> [PROBLEMS]
(1) List every section heading that appears in the passage on the SLC's draft Bill on contract formation.
(2) Using the passage on the SLC's draft Bill on contract formation, decide whether each statement agrees with it. Answer yes or no, and quote the words that settle it.
(a) Everyone who responded to the SLC backed abolishing the postal acceptance rule.
(b) Laypersons are likely to be familiar with the postal acceptance rule.
(c) No respondent voiced any concern about a statutory statement of the law on formation of contract.
(3) Pick up the passage on the SLC's draft Bill on contract formation after its final sentence and continue it.

----- TEXT SEGMENT -----

Q7. Is there any impact on specific groups of children and young people as a result of the legislative proposals set out in the SLC's draft Bill? If so, what are they?

Formation of Contract

A major focus of the Report and the provisions in the draft Bill is on formation of contracts. As already mentioned, the Bill provides for a general statutory statement of the law relating to formation of contract. In doing so it updates, simplifies and improves the accessibility of the law with the aim of ensuring that it is fit for purpose.

Postal acceptance rule

In addition to the statutory statement of the law, another substantive reform is to abolish the postal acceptance rule on the basis that it causes uncertainty and is not likely to be known to laypersons[9]. Well advised parties exclude the postal acceptance rule in their initial communications in order to avoid the result that a communication which never reached them can bind them in contract. This recommendation was supported unanimously by those responding to the SLC. It was considered no longer relevant to modern day standards.

Statutory statement of the law

The recommendation that there should be a statutory statement of the law on formation of contract was well supported. But as part of their policy consideration, the SLC noted that some respondents had raised concerns that "it might contribute to a potentially damaging perception that Scots law had diverged in some non-obvious way from English law[10]."

----- RECORDS -----

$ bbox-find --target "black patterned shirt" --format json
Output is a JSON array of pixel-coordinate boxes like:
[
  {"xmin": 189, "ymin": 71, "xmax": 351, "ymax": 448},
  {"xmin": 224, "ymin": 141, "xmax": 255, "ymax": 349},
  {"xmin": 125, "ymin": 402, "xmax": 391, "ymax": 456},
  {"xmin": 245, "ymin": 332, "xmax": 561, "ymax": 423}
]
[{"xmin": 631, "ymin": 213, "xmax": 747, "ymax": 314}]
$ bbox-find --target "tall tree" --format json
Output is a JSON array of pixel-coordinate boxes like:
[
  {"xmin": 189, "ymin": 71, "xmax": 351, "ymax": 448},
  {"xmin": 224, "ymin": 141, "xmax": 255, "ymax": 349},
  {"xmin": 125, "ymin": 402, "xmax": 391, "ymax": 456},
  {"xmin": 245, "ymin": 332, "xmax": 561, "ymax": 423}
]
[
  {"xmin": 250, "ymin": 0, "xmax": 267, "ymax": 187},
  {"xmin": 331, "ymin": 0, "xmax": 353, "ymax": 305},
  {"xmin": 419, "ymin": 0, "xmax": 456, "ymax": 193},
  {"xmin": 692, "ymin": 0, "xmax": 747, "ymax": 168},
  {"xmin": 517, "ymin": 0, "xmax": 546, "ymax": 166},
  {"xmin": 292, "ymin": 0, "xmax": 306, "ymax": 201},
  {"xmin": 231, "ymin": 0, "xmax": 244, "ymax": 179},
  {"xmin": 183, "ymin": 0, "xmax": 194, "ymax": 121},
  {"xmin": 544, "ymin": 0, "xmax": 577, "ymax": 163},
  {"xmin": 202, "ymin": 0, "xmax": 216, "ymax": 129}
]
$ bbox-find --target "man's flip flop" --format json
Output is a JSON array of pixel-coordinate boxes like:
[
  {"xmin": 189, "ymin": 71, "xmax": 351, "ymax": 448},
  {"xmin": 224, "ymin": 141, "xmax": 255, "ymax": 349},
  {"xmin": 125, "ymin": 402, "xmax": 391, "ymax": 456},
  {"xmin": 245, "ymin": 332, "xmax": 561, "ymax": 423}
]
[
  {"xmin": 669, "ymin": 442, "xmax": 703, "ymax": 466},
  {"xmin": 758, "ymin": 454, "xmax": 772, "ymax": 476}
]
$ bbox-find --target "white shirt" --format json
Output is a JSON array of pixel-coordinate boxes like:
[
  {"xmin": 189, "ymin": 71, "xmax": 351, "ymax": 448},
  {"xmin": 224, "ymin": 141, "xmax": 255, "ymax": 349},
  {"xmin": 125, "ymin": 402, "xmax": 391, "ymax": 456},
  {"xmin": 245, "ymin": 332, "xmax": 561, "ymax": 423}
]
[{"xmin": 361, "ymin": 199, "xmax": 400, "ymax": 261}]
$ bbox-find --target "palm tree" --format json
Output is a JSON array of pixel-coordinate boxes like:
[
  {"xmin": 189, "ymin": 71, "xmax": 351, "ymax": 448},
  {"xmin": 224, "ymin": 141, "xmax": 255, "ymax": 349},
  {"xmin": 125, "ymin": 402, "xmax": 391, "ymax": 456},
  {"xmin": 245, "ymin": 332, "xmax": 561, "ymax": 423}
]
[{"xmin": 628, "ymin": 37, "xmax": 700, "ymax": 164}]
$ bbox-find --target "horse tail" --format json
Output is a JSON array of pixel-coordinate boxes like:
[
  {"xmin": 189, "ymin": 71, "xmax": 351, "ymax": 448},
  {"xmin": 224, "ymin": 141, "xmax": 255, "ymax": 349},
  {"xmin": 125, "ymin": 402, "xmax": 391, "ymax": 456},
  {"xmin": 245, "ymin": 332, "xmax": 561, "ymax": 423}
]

-----

> [ANSWERS BELOW]
(1)
- Formation of Contract
- Postal acceptance rule
- Statutory statement of the law

(2)
(a) Yes: "This recommendation was supported unanimously by those responding to the SLC."
(b) No: "not likely to be known to laypersons"
(c) No: "some respondents had raised concerns"

(3)
The SLC considered that "our detailed recommendations for substantive law reform are limited. The major change relates to the law on postal acceptances, which we believe will bring the law into line with general legal practice on both sides of the border. In addition, we propose legislative clarification of the law on electronic communication in contract formation. The clarification is consistent with existing principles of Scots and English law[11]."

Q8. Are you satisfied that the approach of a statutory statement on contract formation does not differentiate Scots and English law in a way that might deter cross-jurisdictional business? If not, please give your reasons.

Electronic communication

The statutory statement also provides the necessary context for some much-needed clarification on electronic communication in contract formation.

The statutory statement on formation of contract includes an 'accessibility rule' in respect of electronic communication. This can be found at section 13(4)(d) of the draft Bill which provides that a notification transmitted by electronic means is to be taken to reach a person "when it becomes available to be accessed by the person".

As set out in the explanatory note to the draft Bill, "[t]he provision focuses on the accessibility to the addressee as the test of legal effectiveness, in order to avoid some of the technical difficulties that may arise from the nature of electronic communications (for example, delays and failures in the transmission of emails between servers)".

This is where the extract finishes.